## Given records

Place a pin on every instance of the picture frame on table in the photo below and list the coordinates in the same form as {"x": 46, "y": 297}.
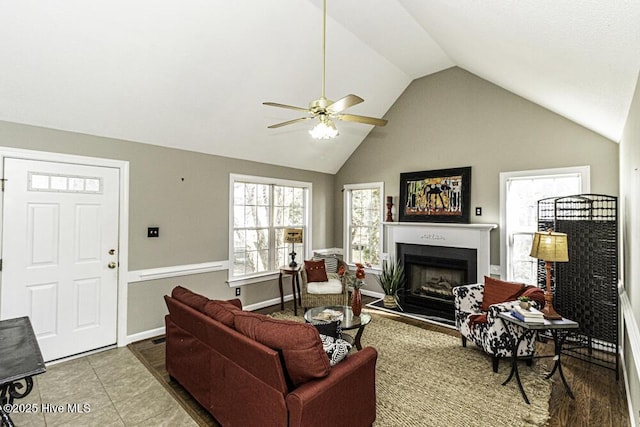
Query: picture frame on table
{"x": 442, "y": 195}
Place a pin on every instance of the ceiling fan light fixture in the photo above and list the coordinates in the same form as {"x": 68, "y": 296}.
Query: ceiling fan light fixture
{"x": 325, "y": 129}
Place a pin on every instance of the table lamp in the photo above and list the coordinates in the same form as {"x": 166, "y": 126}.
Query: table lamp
{"x": 549, "y": 247}
{"x": 293, "y": 236}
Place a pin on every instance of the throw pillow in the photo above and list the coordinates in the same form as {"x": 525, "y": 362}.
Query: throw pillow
{"x": 336, "y": 348}
{"x": 222, "y": 311}
{"x": 331, "y": 329}
{"x": 193, "y": 300}
{"x": 497, "y": 291}
{"x": 330, "y": 262}
{"x": 300, "y": 344}
{"x": 316, "y": 271}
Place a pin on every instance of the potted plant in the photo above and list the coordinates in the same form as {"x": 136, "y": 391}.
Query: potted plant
{"x": 391, "y": 279}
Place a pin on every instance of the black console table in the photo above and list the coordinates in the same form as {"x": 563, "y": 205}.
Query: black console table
{"x": 20, "y": 360}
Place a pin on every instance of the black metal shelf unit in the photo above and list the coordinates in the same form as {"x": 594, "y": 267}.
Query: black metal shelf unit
{"x": 586, "y": 288}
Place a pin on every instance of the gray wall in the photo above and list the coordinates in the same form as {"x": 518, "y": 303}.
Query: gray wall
{"x": 193, "y": 214}
{"x": 454, "y": 118}
{"x": 630, "y": 206}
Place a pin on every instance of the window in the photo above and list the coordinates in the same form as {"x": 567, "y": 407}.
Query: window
{"x": 260, "y": 210}
{"x": 519, "y": 195}
{"x": 363, "y": 223}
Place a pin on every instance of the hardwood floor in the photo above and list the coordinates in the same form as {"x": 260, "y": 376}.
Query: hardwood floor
{"x": 600, "y": 400}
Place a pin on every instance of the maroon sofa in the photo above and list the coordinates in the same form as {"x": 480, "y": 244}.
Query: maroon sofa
{"x": 248, "y": 369}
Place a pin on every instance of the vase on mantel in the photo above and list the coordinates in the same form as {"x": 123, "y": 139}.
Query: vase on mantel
{"x": 356, "y": 302}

## Instruction
Rewrite all of the lines above with "Place a pin" replaced by "Put a marker" and everything else unchanged, leaving the pictures out.

## Output below
Put a marker on every instance of the picture frame on table in the photo below and list the coordinates in the same form as {"x": 46, "y": 297}.
Query: picture frame on table
{"x": 442, "y": 195}
Put a marker on every instance of the ceiling fan light fixture in the photo above and list the coordinates in the same form as {"x": 68, "y": 296}.
Query: ceiling fan light fixture
{"x": 325, "y": 129}
Put a marker on every instance of the table lamp in the photo above and list the coordinates in the same form as {"x": 166, "y": 126}.
Query: table lamp
{"x": 549, "y": 247}
{"x": 293, "y": 236}
Put a marker on every instance of the throw pillow in the photo above and list the coordinates in the same form as {"x": 525, "y": 362}.
Query: throw pillow
{"x": 336, "y": 348}
{"x": 222, "y": 311}
{"x": 331, "y": 329}
{"x": 193, "y": 300}
{"x": 497, "y": 291}
{"x": 330, "y": 262}
{"x": 300, "y": 344}
{"x": 316, "y": 271}
Put a marker on every instance of the potted plant in the photo above and list the coordinates in the same form as {"x": 136, "y": 391}.
Query: potted plant
{"x": 391, "y": 279}
Put a marker on every instance of the black console table in the photo above and list the coordinates in the same form as {"x": 563, "y": 205}.
Query: black console table
{"x": 20, "y": 360}
Put a marker on every instance of the black metal shelf unit in the photo above and list the coordinates in the same form as {"x": 594, "y": 267}.
Query: black metal shelf unit
{"x": 586, "y": 288}
Put a marker on every instance of the gray wall in the photo above and list the coordinates in the same form as {"x": 518, "y": 303}.
Query: gray wall
{"x": 193, "y": 214}
{"x": 454, "y": 118}
{"x": 630, "y": 206}
Put a marker on every instance of the window in the photo above and list the coordinates in the same form as {"x": 567, "y": 407}.
Query: window
{"x": 260, "y": 210}
{"x": 519, "y": 195}
{"x": 363, "y": 223}
Put a marker on every instance of the hardwood floor in the photo above and list the coordinates in the same form as {"x": 260, "y": 376}.
Query: hardwood floor
{"x": 600, "y": 400}
Put a marker on every instance of the maroon sofa in the photo above and list the coordinates in the same form as {"x": 480, "y": 244}.
Query: maroon sofa
{"x": 248, "y": 369}
Put a marker on every instance of the vase on mantel in the photo above and list the coordinates in the same form as {"x": 123, "y": 139}.
Query: vase on mantel
{"x": 356, "y": 302}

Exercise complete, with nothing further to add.